Repeat the material verbatim. Images are excluded from the copy.

## start DATASET CONTENT

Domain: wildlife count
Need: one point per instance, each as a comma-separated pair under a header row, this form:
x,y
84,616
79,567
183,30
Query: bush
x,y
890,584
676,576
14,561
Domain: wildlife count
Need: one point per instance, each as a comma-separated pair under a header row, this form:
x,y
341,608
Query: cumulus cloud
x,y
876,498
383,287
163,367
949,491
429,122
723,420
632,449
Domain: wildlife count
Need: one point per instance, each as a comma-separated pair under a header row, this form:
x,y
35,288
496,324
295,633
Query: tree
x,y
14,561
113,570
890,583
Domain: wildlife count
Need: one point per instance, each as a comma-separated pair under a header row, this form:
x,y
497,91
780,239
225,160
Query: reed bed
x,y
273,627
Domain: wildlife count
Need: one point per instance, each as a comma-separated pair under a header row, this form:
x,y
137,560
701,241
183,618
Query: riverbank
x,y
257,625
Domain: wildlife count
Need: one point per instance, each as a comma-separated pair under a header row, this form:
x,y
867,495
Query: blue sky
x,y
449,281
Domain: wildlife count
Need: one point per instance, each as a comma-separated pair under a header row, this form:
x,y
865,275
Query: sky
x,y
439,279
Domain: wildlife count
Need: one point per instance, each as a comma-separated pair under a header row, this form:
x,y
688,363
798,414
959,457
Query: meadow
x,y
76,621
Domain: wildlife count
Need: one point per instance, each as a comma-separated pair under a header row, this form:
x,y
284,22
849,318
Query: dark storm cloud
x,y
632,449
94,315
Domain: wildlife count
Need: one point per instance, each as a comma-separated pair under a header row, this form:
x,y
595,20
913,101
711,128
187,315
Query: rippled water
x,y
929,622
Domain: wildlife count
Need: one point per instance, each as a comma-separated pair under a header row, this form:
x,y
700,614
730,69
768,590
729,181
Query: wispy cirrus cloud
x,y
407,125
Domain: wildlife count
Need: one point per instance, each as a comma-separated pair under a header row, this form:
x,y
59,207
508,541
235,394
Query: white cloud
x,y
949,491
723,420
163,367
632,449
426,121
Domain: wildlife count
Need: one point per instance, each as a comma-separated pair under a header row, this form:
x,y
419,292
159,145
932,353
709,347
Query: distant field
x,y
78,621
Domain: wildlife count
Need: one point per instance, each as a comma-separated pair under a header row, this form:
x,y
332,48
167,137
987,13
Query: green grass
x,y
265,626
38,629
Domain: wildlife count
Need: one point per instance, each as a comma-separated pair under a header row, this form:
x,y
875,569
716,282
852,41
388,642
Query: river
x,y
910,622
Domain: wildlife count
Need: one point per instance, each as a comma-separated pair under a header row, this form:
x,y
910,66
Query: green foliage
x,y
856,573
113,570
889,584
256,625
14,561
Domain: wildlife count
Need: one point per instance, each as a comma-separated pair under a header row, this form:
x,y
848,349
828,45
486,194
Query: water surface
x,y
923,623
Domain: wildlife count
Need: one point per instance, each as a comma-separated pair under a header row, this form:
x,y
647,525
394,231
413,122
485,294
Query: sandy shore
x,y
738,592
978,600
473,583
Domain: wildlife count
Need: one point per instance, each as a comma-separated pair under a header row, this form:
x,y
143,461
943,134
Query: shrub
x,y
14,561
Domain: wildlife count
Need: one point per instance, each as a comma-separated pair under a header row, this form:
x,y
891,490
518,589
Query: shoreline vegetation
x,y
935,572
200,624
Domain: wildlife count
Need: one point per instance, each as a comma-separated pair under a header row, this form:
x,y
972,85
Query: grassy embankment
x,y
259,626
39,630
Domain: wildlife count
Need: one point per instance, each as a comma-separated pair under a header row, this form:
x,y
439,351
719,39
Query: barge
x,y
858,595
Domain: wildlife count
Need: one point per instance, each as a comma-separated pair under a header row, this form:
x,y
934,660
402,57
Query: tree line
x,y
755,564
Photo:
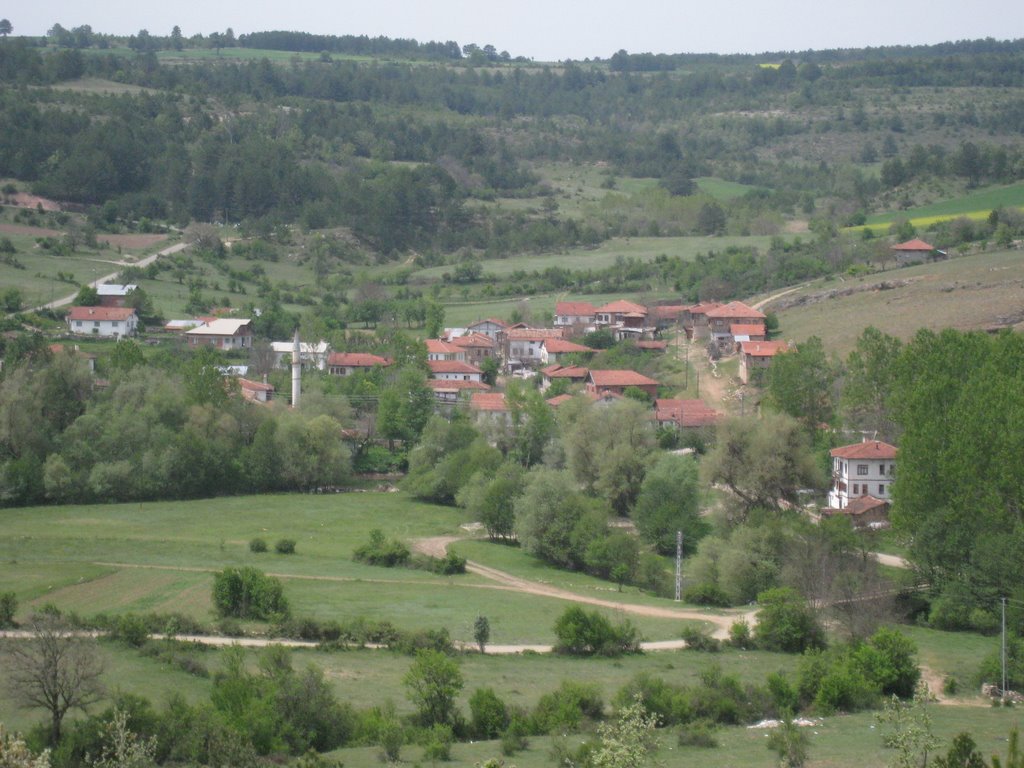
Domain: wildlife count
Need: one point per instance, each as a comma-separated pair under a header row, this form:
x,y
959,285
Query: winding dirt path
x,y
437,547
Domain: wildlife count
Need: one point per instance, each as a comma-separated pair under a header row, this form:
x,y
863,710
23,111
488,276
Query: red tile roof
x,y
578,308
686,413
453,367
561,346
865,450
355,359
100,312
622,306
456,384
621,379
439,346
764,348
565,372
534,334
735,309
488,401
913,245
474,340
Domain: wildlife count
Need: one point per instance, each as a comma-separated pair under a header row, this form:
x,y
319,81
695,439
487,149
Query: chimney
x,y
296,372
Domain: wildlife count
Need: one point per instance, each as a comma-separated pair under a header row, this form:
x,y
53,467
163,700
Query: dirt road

## end DATASET CONTENT

TASK OUTPUT >>
Domain: wildlife count
Need: one point per instance, each as a comma-separated pair under a header row, this form:
x,y
84,616
79,567
183,30
Query: bush
x,y
890,584
676,576
14,561
Domain: wildlife count
Need: one point per instance, each as a comma-separated pair under a header row, this form:
x,y
341,608
Query: cumulus cloud
x,y
876,498
383,287
163,367
949,491
429,122
723,420
632,449
Domain: wildlife count
Need: one point per instance, each as a comma-separated pair under a header row, this form:
x,y
35,288
496,324
295,633
Query: tree
x,y
14,561
113,570
890,583
Domain: wildlife count
Need: one point per instance, each as a comma-separated pair under a header row, this form:
x,y
497,91
780,239
225,160
Query: reed bed
x,y
273,627
Domain: wildlife count
Need: one point per instance, each as a comma-separated pair under a header row, this form:
x,y
137,560
701,241
183,618
Query: riverbank
x,y
257,625
Domain: wildlife count
Need: one point per instance, each as a comma-separated pair under a header row, this form:
x,y
867,495
Query: blue sky
x,y
449,281
Domain: wildlife count
Need: one point per instance, each as a comma-separated pair under a header row, this form:
x,y
865,275
Query: sky
x,y
439,279
Domain: wildlife count
Need: one point per instance, each as a comma-separated pair under a header row, this form:
x,y
688,363
798,414
959,457
Query: meadow
x,y
76,621
Domain: wildlife count
Need: one point per instance, each as a comma-separated pair under a header row, this form:
x,y
284,22
849,318
Query: dark storm cloud
x,y
632,449
94,315
Domain: wildlife count
Need: one point per instance, each as a comma-separated pair under a header row, this form:
x,y
595,20
913,101
711,128
187,315
Query: rippled water
x,y
929,622
Domain: wildlife count
Need: one point per instance, each as a comma-separated pair under a header row, this form:
x,y
700,614
730,69
768,590
729,181
Query: wispy cirrus cloud
x,y
407,125
Domain: wildlife count
Need: one point per instance, each as a comma-separated pair under a header row, this form:
x,y
59,207
508,541
235,394
Query: white cloud
x,y
949,491
723,420
163,367
632,449
426,121
Domain: wildlife count
Need: one point per instance, each as a comma-separated pair under a header row, this form:
x,y
419,292
159,145
932,353
709,347
Query: distant field
x,y
78,621
Domain: wildlife count
Need: one point per instance, each as a comma-separated pair under a header row, this form:
x,y
332,48
167,137
987,13
Query: green grass
x,y
265,626
38,629
Domain: wildlife count
Need: one point per instance, each as a comma-separated pair under a header row, this form:
x,y
875,569
716,282
852,41
388,642
Query: river
x,y
910,622
Domain: wildlife count
Need: one point per instance, each as a comma-separated pair under a header row, this form:
x,y
910,66
Query: green foliage
x,y
856,573
113,570
889,584
256,625
14,561
Domain: wildlife count
Need: one point per instance, each as a comma-separated pair under a header row, this form:
x,y
848,349
828,45
486,194
Query: water surface
x,y
923,623
Domain: wildlife count
Need: one point per instance, each as a comma-separated pair under a header row, this form:
x,y
647,525
394,231
413,122
485,294
Query: sandy shore
x,y
738,592
978,600
473,583
Domain: wildlife count
Need: one point per instance, each as a comma-separated pair under a header row, this form:
x,y
143,461
943,134
Query: shrub
x,y
14,561
Domain: wildlife count
Need: one point per instance, each as a comma-separated pair under a header row, this form:
x,y
891,490
518,589
Query: shoreline vegetation
x,y
935,572
200,624
Domain: wildlife count
Need: one point per instance, each as a comma-separated pair under a header row, this form:
x,y
972,85
Query: grassy embankment
x,y
259,626
39,630
Domain: wildlife count
Need: one point per instance, each as a comma-separated pair under a header row, this form:
x,y
439,351
719,39
Query: barge
x,y
858,595
Domain: wildlife count
Need: one point per instance, each as a comma-separated pair under a header row, this form:
x,y
934,660
402,57
Query: tree line
x,y
755,564
Photo:
Domain: wildlife count
Need: one point per instance, each as a comma-separated pair under a header row, this form:
x,y
959,285
Query: winding dirt path
x,y
437,547
Domain: wildlife count
Need: one point per instance, each as a comma-separated pair under a header row, this form:
x,y
863,710
23,111
488,276
Query: red tile roof
x,y
578,308
686,413
453,367
561,346
865,450
355,359
100,312
622,306
456,384
621,379
439,346
764,348
565,372
534,334
735,309
488,401
913,245
474,340
Domain: wildlife count
Need: one point per instance, each as a comma-separated pair under a header row, this form:
x,y
319,81
695,439
487,149
Query: chimney
x,y
296,372
Domain: wildlife count
Need: one point per instance, each as a comma-separated pair under a header row, this form:
x,y
53,467
163,700
Query: dirt road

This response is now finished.